Written request ▸ Can you copy out all of the items below, swapping "Would you mind annotating" for "Could you mark" wherever it occurs, changing nothing else, and omitting the pictures?

Records for the exercise ▸
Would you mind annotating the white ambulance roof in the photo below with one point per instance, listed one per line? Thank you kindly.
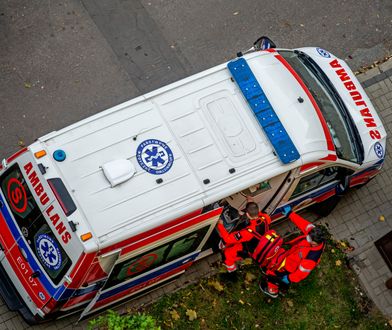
(210, 129)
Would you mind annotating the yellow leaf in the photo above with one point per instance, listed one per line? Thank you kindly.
(192, 315)
(216, 285)
(174, 314)
(249, 277)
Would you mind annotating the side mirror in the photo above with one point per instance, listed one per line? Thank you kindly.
(343, 186)
(264, 43)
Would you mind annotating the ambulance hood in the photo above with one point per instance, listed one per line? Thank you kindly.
(362, 111)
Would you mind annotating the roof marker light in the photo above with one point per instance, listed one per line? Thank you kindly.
(86, 236)
(40, 154)
(59, 155)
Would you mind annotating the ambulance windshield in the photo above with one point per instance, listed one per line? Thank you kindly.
(343, 131)
(33, 226)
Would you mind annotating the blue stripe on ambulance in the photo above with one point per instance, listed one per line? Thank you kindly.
(313, 194)
(262, 109)
(53, 291)
(148, 277)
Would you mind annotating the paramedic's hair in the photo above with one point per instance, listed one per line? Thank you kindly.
(252, 209)
(317, 235)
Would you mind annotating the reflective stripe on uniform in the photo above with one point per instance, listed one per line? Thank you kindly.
(309, 227)
(282, 264)
(303, 269)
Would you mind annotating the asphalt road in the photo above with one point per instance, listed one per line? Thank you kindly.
(61, 61)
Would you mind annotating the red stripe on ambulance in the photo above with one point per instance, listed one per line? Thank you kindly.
(357, 98)
(44, 199)
(20, 266)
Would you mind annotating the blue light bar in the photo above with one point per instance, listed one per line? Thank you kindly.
(265, 114)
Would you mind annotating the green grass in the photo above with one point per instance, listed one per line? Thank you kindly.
(328, 299)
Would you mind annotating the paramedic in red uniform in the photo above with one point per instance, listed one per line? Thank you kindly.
(295, 264)
(237, 243)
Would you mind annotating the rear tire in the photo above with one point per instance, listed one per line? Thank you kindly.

Written response ▸
Could you mark the white ambulance roof in the photo below with one point per instance, listed one per line? Thank you kindly.
(210, 129)
Could you mark the yellow leaf in the photo above with one point per instance, listed one per line? Thank you kindly.
(192, 315)
(216, 285)
(174, 314)
(249, 277)
Could you mark the side mirror in the photo above with one point per instance, listed one per line? Thank you kindly.
(343, 186)
(264, 43)
Could you mark the ambulance hood in the photo above with one point per instance, listed one per line? Thank you kindly.
(362, 111)
Could you mark the roof marker light in the photo above with one point per instance, listed one per line? Thank you kindly.
(86, 236)
(40, 154)
(59, 155)
Could you mark the ambulance windshield in the photo above with one point per instance, listed one per line? Thank you kindly.
(343, 131)
(33, 226)
Could you mark the blue stripe on ambulance in the photo above with one point per instance, listed one per line? Thank you kindly.
(313, 194)
(262, 109)
(53, 291)
(148, 277)
Could you mark the paramedic's hair in the photo above with one point per instance, listed one per line? Thank you kindly.
(252, 209)
(317, 235)
Could you mark the reflective stripe on uniform in the photo above with one point per instance, listed one per line? Thank you kindly.
(309, 227)
(282, 264)
(303, 269)
Could you mark the asphalt road in the photo above with one point per instance, listed one per line? Thank you kindly.
(61, 61)
Could you mark the red stripe on ambulance in the photo above with one point per instance, listed one per line? Thank you kindly.
(357, 98)
(44, 199)
(20, 266)
Could you mark the blue light bar in the photo above with one point per instance, listed one per line? Thank you kindly.
(265, 114)
Could you mark the green grass in the photo above with one point per instance, listed one per line? Thank you kindly.
(328, 299)
Could you mark the paramedic in red uniform in the photo above with one point per instance, listed one per line? Thank you kindly.
(295, 264)
(237, 243)
Could you mark the rear tire in the photo above with one point per instance, listed one per line? Thank you kindly.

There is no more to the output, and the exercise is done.